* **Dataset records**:
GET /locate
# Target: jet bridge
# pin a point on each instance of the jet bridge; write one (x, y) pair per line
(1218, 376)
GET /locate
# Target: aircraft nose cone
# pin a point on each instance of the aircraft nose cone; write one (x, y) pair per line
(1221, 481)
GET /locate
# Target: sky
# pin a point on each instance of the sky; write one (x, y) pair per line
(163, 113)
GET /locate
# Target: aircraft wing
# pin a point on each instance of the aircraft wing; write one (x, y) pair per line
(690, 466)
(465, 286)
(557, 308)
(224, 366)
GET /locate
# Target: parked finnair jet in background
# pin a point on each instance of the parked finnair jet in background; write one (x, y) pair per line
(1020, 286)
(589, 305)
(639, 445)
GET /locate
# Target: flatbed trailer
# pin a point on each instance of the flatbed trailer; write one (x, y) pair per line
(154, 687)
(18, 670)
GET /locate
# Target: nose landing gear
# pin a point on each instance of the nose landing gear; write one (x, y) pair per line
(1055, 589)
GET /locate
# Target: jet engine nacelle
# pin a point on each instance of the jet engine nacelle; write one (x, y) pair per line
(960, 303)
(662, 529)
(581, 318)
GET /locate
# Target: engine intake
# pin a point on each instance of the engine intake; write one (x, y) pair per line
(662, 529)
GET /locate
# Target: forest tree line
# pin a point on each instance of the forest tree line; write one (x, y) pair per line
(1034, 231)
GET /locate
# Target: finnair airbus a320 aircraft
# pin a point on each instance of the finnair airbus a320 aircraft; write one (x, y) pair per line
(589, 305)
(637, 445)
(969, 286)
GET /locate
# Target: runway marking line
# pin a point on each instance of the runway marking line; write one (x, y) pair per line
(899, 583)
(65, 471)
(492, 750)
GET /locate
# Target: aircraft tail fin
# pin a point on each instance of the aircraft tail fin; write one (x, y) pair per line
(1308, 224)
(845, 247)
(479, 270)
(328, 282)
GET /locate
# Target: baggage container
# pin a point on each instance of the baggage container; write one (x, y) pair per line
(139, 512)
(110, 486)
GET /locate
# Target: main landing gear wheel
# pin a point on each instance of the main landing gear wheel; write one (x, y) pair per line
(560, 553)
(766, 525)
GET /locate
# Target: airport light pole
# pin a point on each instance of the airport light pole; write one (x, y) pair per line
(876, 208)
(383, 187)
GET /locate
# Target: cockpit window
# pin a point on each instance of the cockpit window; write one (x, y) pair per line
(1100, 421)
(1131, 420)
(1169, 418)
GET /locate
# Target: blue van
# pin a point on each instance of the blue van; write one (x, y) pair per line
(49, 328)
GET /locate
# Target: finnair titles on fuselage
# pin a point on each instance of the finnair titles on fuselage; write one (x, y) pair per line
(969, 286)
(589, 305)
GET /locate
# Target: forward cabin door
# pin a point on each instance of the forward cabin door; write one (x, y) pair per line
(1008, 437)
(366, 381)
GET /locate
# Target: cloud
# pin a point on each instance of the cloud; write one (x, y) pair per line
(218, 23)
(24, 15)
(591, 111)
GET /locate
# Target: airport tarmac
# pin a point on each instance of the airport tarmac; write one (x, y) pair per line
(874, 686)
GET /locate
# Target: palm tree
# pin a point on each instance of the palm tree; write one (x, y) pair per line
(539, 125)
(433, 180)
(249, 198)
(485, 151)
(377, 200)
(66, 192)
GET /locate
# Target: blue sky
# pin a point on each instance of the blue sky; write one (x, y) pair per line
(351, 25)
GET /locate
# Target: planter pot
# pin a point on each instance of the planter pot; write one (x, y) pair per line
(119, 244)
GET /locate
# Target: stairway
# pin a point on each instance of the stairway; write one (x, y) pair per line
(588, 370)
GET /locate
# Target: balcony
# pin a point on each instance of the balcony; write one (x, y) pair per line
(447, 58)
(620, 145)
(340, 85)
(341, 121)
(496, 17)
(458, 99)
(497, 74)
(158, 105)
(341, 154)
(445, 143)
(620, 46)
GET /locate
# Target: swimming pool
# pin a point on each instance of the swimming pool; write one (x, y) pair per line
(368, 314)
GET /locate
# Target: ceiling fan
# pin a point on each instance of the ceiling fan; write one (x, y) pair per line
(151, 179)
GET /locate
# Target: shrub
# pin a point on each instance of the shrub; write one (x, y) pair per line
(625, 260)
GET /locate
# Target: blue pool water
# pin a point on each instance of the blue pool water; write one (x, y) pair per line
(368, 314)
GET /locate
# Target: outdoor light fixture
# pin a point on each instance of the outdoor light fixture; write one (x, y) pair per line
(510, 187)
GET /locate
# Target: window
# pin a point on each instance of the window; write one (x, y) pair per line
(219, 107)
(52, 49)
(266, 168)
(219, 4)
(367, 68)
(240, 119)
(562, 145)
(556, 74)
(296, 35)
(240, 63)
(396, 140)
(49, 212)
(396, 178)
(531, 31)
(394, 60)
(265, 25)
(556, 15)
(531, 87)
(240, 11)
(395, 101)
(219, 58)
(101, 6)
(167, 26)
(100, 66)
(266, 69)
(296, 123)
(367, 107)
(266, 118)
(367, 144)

* **WHAT THE TASK REQUIRES**: Please output the data from its start through the line containing "(1221, 481)" as a two-column CSV with the headers input and output. Each row should put one text in the input column and its answer in the output column, with each field in quotes and line breaks replaced by spaces.

* **CORRECT ANSWER**:
input,output
"GET /locate # Target: jet bridge # pin a point on each instance of the jet bridge; write one (x, y) pair per line","(1218, 376)"
"GET /locate # Target: aircraft nose cone # pin a point on each instance of the aircraft nose cone; write one (x, y) pair per line","(1221, 481)"